/---
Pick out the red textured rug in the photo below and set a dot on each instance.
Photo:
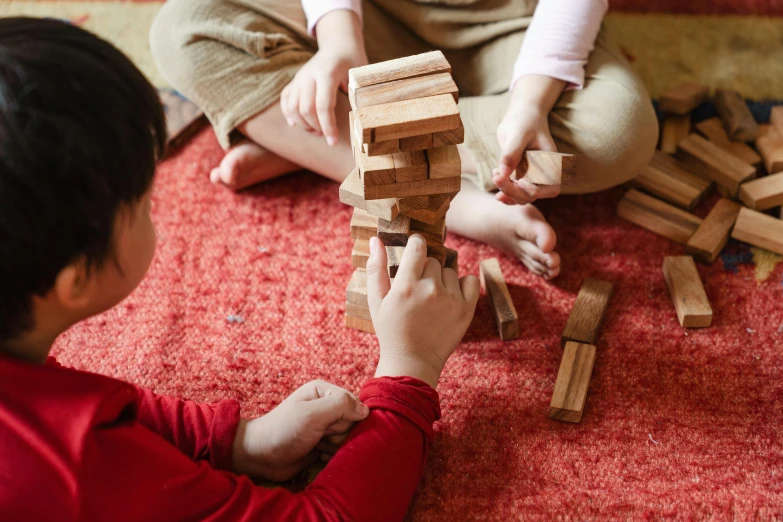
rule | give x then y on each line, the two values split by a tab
245	299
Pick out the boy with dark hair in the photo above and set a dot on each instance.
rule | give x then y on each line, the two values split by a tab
80	133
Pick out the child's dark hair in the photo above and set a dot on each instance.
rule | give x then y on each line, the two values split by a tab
81	130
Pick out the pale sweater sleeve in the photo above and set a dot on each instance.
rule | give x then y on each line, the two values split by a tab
559	40
316	9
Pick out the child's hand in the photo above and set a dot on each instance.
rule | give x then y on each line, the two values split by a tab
314	419
421	318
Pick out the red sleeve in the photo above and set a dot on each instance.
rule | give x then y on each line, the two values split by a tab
130	473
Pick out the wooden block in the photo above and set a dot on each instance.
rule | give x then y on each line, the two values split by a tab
763	193
588	312
363	225
673	129
550	168
407	67
416	143
690	301
410	166
683	98
713	233
408	189
391	121
444	162
499	299
735	115
452	137
405	89
658	216
573	380
428	209
352	193
726	169
759	230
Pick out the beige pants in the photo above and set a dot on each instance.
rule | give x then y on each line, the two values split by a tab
234	57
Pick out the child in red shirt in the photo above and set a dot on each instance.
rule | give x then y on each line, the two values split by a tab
\---
Do this >> Write every line of the material above as a JSON list of strings, one string for each line, with blank lines left out. Leave the pictures out.

Solution for this problem >>
[
  "Pick out the red textured rug in the photo below and set a dot on each instance.",
  "Photo:",
  "rule | give x then y on each line, the two values split by a tab",
  "245\t299",
  "Pick out the boy with dark hair in the photo above and set a dot on each instance.",
  "rule | give x then y on each line, the two values split by a tab",
  "80\t133",
  "Pick out the child's dark hair in the photo above and set a dot on each instance.",
  "rule | give x then y on each line, the two values split by a tab",
  "81\t130",
  "Pick out the pale sweater sleeve in the photo above and set a dot on each instance.",
  "rule | give x then y on each line, the two values split by a tab",
  "559\t40",
  "316\t9",
  "Pick out the child's hand in the photo above and set a dot on each instance.",
  "rule | give x then y on each line, the two values split by a tab",
  "314\t419",
  "421\t318",
  "Pick out the red sleeve in the photo above and set a dot on each instance.",
  "rule | give x then y on each line, the two values split by a tab",
  "130\t473",
  "Pick out the wooden block in the photo above and set a dot on each instance.",
  "rule | give x then y on each line, the two values split by a tab",
  "763\t193",
  "588\t312",
  "363\t225",
  "673\t129",
  "550\t168",
  "407\t67",
  "416\t143",
  "690\t301",
  "410\t166",
  "683\t98",
  "713\t233",
  "408\t189",
  "391\t121",
  "444\t162",
  "499\t299",
  "735\t115",
  "452\t137",
  "405\t89",
  "658\t216",
  "573\t380",
  "428\t209",
  "352\t193",
  "726\t169",
  "759\t230",
  "Pick out the beige pants in the photo above and set a dot on each instance.",
  "rule | give x then y on each line, the two values split by a tab",
  "234\t57",
  "Pick out the child in red shirt in the photo above and set a dot on each instance.",
  "rule | give x then y on each line, the two values split by a tab"
]